• **WRITTEN TASK**: Rewrite everything from the line containing "Each <instance> block" down to the line containing "271L279 264L289 256V222L244", changing "positive" to "negative" and leaving the rest of the data untouched.

• **SUPPLIED DATA**:

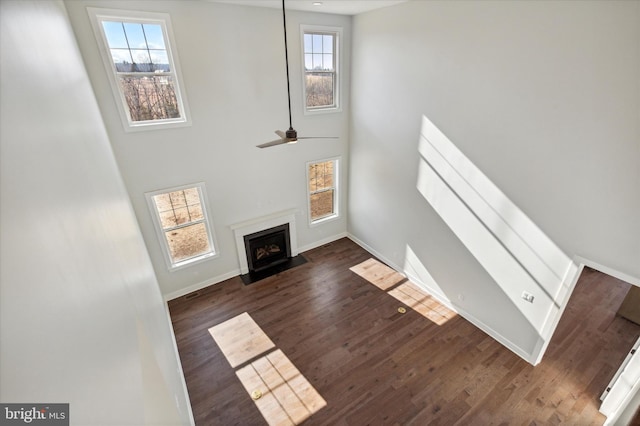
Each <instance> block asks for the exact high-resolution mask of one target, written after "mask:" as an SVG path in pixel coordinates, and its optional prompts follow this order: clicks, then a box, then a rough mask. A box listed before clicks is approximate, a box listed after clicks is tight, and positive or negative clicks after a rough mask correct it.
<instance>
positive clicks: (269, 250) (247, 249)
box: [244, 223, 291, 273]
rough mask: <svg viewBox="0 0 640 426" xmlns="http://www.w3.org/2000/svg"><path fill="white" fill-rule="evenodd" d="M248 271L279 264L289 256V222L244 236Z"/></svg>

==

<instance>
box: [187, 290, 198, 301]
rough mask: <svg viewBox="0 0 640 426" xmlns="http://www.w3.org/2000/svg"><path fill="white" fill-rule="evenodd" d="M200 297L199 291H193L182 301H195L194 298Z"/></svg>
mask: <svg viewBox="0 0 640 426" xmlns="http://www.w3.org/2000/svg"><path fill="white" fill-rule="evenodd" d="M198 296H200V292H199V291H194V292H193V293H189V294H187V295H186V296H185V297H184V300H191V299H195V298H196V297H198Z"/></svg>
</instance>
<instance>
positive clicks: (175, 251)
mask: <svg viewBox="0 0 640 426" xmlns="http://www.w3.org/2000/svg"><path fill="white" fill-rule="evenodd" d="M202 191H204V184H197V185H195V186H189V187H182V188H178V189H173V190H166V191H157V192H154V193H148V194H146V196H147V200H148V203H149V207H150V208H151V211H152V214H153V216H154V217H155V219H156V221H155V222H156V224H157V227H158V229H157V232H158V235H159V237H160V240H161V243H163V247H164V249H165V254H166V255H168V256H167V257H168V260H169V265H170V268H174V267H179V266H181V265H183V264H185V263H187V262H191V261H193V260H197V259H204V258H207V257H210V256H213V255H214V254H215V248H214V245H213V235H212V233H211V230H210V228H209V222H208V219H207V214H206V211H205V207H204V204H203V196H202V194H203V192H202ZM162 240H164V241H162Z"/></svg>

...

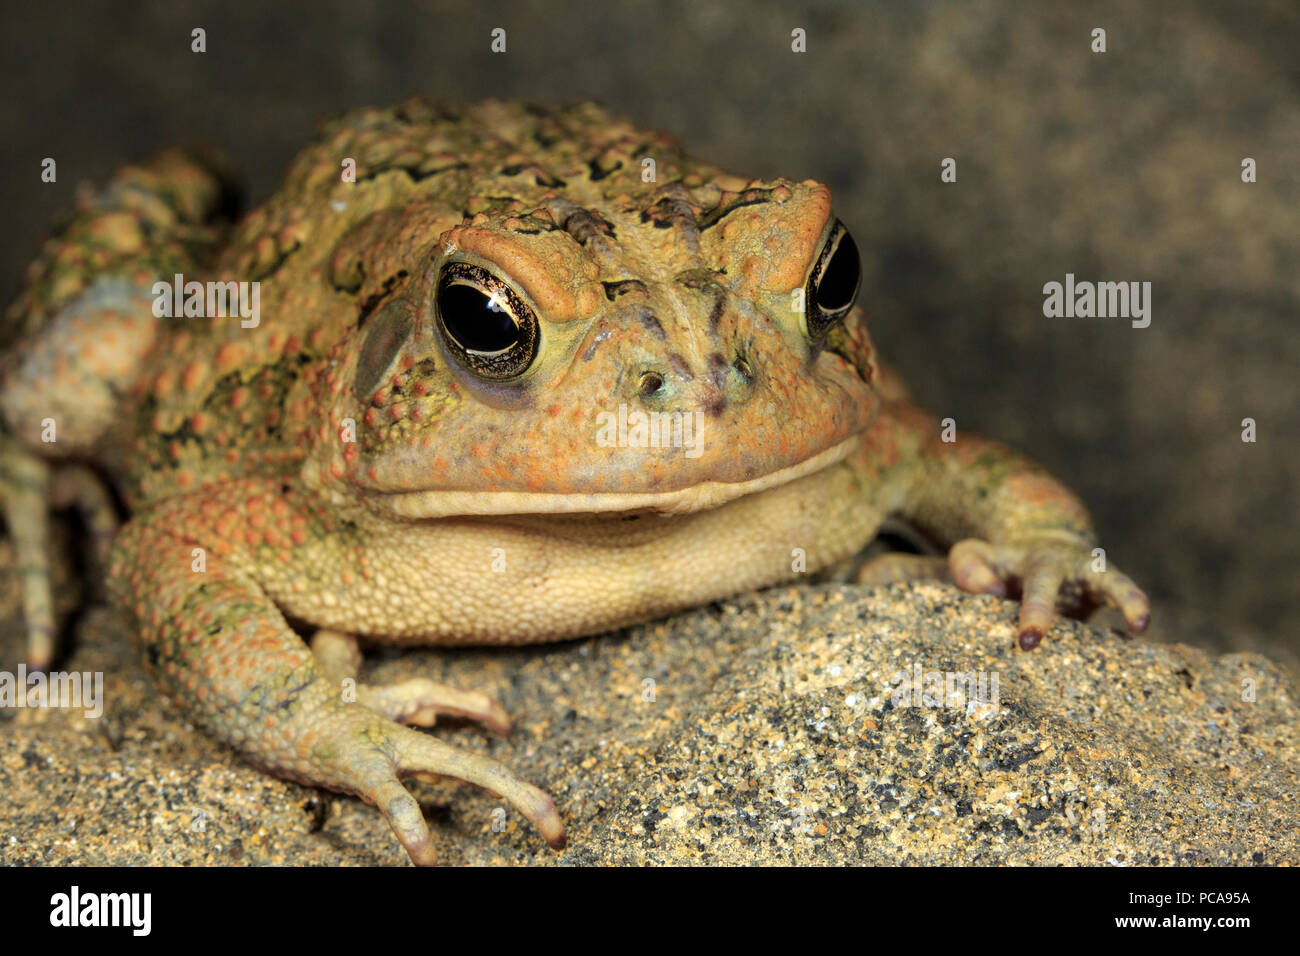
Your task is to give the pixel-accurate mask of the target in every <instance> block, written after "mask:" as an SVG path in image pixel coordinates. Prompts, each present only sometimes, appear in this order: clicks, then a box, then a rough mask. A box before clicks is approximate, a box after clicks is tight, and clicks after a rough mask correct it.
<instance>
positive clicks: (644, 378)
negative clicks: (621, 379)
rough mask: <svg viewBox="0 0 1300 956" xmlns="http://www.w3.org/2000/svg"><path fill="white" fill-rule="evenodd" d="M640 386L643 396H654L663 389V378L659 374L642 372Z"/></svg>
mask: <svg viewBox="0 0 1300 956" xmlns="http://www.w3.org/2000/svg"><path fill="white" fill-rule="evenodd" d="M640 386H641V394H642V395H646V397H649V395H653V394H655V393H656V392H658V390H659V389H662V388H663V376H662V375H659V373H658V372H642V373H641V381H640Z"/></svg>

• **WRITTEN RESPONSE**:
Each <instance> block asks for the exact high-resolution mask of one target, written after "mask:" as an SVG path in pixel coordinates, and its optional prompts follow this order: clicks, then a box, then a rough mask. A box listed before clicks is approximate, a box listed after clicks is tight, and negative or negative clicks after a rough mask correct it.
<instance>
negative clicks: (269, 250) (247, 249)
box: [244, 223, 291, 273]
rough mask: <svg viewBox="0 0 640 426" xmlns="http://www.w3.org/2000/svg"><path fill="white" fill-rule="evenodd" d="M248 271L279 264L289 256V222L244 236Z"/></svg>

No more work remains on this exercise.